Recipes from oldest restaurant in New Orleans

Antoine’s is the oldest restaurant in New Orleans. Since 1840, Antoine’s has been operated by the family of the founder, Antoine Alciatore. This French Quarter restaurant is a great meal for old school dinning. There have been many dishes that were invented here: Oysters Rockefeller, Pompano en Papillote and Eggs Sardou to name a few.

While they have shared most of their recipes, the Oysters Rockefeller recipe has never left Antoine’s kitchen. Many recipes that you find for their signature dish contain spinach. There is none in Antoine’s. Since I can’t share the Oysters Rockefeller recipe, here are three from their menu: Crabmeat au Gratin, Chicken Bonne Femme and Chocolate Mousse.

Crabmeat au Gratin is a great way to start any meal. I like the flavor that Antoine’s gets by using Romano cheese. It’s a cheese that is normally not found in an au gratin dish. It adds a level of deliciousness that is not often found.

Crabmeat au Gratin

1 cup hot Béchamel Sauce (recipe to follow)

2 cups lump crabmeat

Salt and ground white pepper

3 tablespoons grated Romano cheese

3 tablespoons grated Mozzarella cheese

1/4 cup breadcrumbs

Blend the Béchamel Sauce and the crabmeat. Add salt and pepper to taste and heat for a minute. Soon mixture into 6 small ovenproof dishes.

Combine the grated cheeses and breadcrumbs and sprinkle over the top. Bake in a preheated 400℉ oven until top begins to brown.

Béchamel Sauce

2 tablespoons butter

2 tablespoons flour

1 1/2 cups warm scalded milk

Salt and ground white pepper

Melt the butter and stir in the flour. Stir and cook until the mixture becomes foamy. Stir in the milk and bring to a boil, then turn the fire down to a simmer. Add salt and pepper to taste. Remove from the fire and dot the top of sauce with a few pieces of butter to prevent a film from forming.

This is one of my favorite chicken dishes. It is a surprisingly simple dish, requiring a few ingredients. The key to the flavor in this dish is the bacon drippings. Cooking everything in the drippings adds the essence of bacon in every bite. It’s a bacon lover’s dish.

Chicken Bonne Femme

1 pound bacon, cut in julienne strips

3 large potatoes

3 chickens, 2 1/2 pounds each

Salt and ground white pepper

1 cup butter

2 cups chopped onions

3 cloves garlic, minced

Cook the bacon until almost crisp and remove from skillet, leaving the drippings. Wash and peel the potatoes and cut them into 1/8-inch slices, like potato chips. Sauté these potatoes in the hot bacon drippings until they are limp. Keep warm.

> **CHALLENGES**:
- 1) According to the Antoine's recipes, which cheese is normally not found in an au gratin dish?
- 2) In the Antoine's recipes, swap "breadcrumbs" for "cracker crumbs" in the passage starting with "1/4 cup breadcrumbs" and going on through "begins to brown.".
- 3) Decide whether each statement agrees with the Antoine's recipes, answering yes or no and quoting the words that settle it: (a) Antoine's has been run by the founder's family since 1840. (b) Antoine's Oysters Rockefeller contains spinach. (c) The Crabmeat au Gratin is baked in a 350℉ oven.
The entries after this point are drawn from a different source.

> **LISTING**:
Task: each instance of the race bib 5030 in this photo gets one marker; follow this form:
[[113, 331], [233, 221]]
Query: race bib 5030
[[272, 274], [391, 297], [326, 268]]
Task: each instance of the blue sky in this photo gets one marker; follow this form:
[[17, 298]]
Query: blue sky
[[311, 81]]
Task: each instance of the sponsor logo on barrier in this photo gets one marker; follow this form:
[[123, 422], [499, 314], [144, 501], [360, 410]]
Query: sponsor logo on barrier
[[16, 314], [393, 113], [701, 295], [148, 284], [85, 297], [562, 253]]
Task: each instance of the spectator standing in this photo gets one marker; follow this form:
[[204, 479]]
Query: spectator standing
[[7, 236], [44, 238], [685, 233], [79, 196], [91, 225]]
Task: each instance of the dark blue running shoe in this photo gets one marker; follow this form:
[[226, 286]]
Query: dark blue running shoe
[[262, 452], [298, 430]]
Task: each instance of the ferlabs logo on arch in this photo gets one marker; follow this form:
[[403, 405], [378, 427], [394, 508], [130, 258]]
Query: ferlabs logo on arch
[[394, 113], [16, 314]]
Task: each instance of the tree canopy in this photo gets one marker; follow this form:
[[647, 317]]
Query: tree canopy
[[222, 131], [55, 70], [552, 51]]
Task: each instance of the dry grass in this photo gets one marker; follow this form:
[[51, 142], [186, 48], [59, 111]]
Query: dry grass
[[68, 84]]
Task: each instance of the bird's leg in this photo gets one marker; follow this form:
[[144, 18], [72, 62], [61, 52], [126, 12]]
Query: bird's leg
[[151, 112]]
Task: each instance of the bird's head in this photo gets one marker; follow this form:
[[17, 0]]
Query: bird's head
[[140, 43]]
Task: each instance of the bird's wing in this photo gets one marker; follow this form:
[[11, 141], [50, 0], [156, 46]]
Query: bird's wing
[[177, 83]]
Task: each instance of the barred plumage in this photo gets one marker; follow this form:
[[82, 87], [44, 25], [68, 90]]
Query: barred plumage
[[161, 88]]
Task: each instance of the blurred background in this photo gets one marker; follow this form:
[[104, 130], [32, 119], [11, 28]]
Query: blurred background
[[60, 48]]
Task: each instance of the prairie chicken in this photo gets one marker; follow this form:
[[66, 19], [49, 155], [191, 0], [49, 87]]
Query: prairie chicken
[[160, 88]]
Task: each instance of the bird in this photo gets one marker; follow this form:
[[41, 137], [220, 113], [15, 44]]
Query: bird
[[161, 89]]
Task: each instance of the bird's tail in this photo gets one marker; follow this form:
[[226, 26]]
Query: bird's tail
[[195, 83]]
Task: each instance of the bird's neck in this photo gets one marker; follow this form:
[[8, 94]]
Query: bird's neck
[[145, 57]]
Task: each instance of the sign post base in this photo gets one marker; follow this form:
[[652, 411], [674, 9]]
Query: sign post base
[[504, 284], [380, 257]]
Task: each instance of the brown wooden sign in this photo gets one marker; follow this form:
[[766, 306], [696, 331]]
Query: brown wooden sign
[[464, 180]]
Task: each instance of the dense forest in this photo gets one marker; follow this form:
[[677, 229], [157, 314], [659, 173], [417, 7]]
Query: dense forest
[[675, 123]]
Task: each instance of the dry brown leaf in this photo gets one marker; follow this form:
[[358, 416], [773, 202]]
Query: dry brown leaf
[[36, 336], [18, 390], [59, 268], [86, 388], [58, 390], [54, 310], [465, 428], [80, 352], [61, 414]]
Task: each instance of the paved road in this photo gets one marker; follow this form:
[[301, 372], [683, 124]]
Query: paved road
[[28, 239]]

> **THE RESPONSES**:
- 1) Romano cheese.

- 2)
1/4 cup cracker crumbs

Blend the Béchamel Sauce and the crabmeat. Add salt and pepper to taste and heat for a minute. Soon mixture into 6 small ovenproof dishes.

Combine the grated cheeses and cracker crumbs and sprinkle over the top. Bake in a preheated 400℉ oven until top begins to brown.

- 3)
(a) Yes: "Since 1840, Antoine’s has been operated by the family of the founder, Antoine Alciatore."
(b) No: "There is none in Antoine’s."
(c) No: "Bake in a preheated 400℉ oven until top begins to brown."